WHAT IS BEING ASKED:
Return, character for character, the lines from the one bearing "Indicate every instance of the pink and" through the end of the material. Omit everything before that line.
══════════════════════════════
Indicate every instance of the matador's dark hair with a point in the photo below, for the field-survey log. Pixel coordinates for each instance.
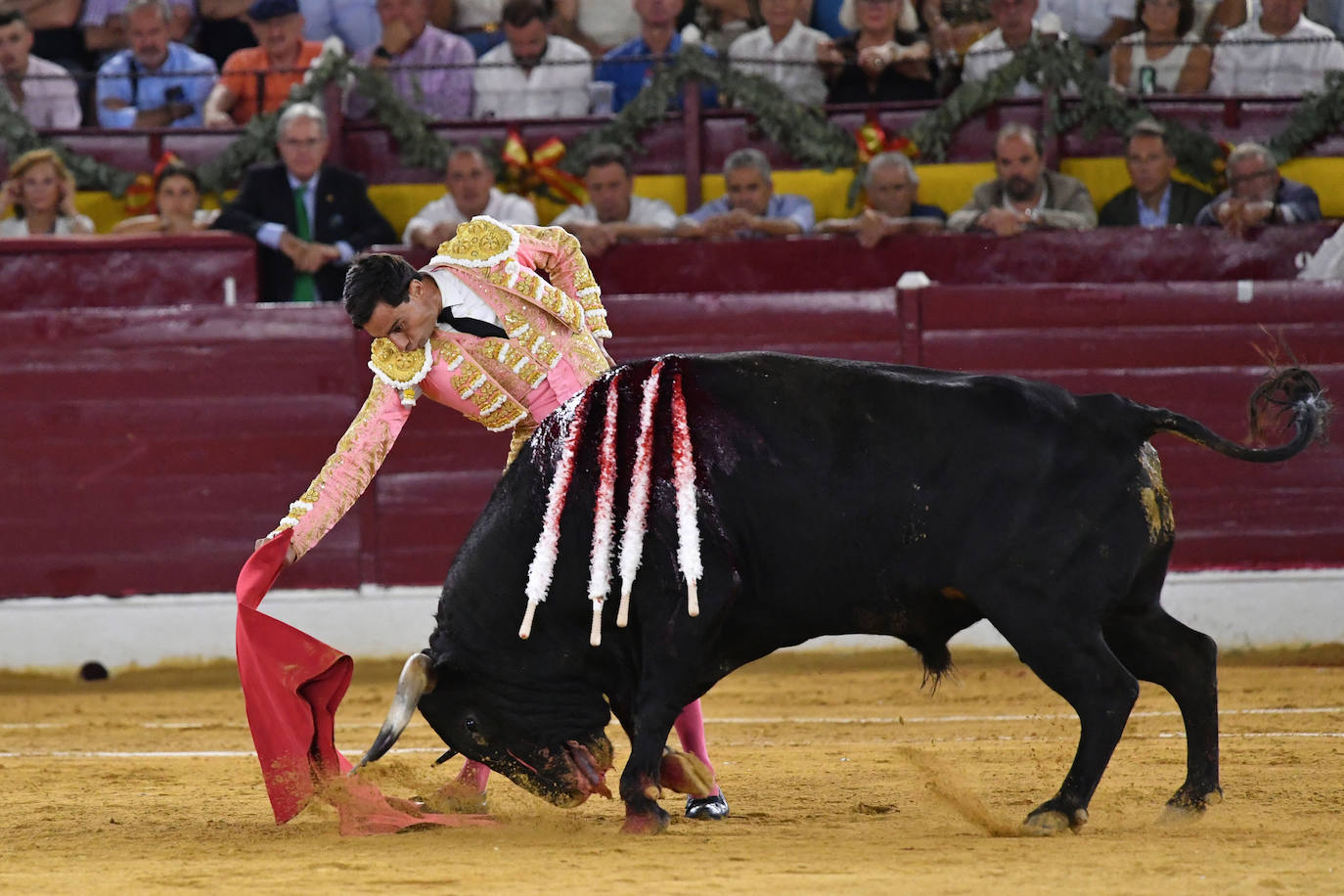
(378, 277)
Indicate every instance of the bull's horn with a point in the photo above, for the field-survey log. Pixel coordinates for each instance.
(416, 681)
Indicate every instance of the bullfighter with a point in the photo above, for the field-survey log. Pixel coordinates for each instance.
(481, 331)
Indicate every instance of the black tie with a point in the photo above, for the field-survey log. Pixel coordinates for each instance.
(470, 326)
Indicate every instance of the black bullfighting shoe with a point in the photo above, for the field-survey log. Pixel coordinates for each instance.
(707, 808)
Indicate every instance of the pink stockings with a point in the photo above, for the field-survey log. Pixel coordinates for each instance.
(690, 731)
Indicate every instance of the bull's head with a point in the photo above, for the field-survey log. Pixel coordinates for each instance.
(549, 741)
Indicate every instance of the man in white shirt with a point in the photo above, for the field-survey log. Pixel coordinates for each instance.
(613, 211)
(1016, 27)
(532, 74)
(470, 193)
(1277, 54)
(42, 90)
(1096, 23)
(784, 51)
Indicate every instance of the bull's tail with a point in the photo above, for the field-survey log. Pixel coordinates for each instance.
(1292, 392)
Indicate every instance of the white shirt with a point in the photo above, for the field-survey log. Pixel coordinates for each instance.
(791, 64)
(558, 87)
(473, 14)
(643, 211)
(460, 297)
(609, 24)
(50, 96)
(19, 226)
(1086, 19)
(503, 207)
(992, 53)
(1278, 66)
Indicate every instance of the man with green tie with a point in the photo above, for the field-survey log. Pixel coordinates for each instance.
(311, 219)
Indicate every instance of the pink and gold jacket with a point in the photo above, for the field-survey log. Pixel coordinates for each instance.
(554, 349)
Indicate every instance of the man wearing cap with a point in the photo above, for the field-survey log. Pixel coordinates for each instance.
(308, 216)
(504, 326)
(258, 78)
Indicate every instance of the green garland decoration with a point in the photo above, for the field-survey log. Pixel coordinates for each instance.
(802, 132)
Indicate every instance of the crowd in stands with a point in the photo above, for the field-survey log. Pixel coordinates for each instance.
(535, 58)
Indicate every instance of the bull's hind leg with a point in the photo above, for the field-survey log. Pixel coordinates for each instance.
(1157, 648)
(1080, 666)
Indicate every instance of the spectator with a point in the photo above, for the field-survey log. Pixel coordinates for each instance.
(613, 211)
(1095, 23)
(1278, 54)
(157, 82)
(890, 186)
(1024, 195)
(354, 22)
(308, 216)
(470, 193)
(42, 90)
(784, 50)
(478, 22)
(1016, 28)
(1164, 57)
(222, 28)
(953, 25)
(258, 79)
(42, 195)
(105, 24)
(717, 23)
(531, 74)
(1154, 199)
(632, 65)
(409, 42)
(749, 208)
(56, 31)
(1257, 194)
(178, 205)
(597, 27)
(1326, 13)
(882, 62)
══════════════════════════════
EXERCISE SOLUTION:
Indicate every instance of the pink and gold jacket with a point in the photo above, for the field-survey log. Pixel coordinates for each instance.
(554, 349)
Indicate every instance of the man wearing cap with a point in the photo above, for the field-survey log. Pixel coordinates for each instance.
(308, 216)
(504, 326)
(258, 78)
Indicate every instance of the green garland decoration with a point in the photo above, for the field-survey log. Pixel coordinates for each instance.
(802, 132)
Indicate every instance of the crowd in stands with a point in the photo above, for the field-survey log. Pixel coordinates for each instance.
(535, 58)
Indicate every instance of the bull's hind leg with a point in the photo above, for the field-survey log. Pixel coordinates for each instance.
(1157, 648)
(1080, 666)
Indicate every instance of the spectator with a point in the photo above, for the field-survey log. Pixel coordinates for each instance.
(613, 211)
(1095, 23)
(1278, 54)
(157, 82)
(890, 186)
(1024, 195)
(354, 22)
(308, 216)
(470, 193)
(42, 90)
(784, 50)
(478, 22)
(1016, 28)
(1164, 57)
(222, 28)
(953, 25)
(258, 79)
(42, 195)
(105, 24)
(717, 23)
(531, 74)
(1154, 199)
(632, 65)
(409, 42)
(749, 208)
(56, 31)
(1257, 194)
(178, 205)
(597, 27)
(1326, 13)
(882, 62)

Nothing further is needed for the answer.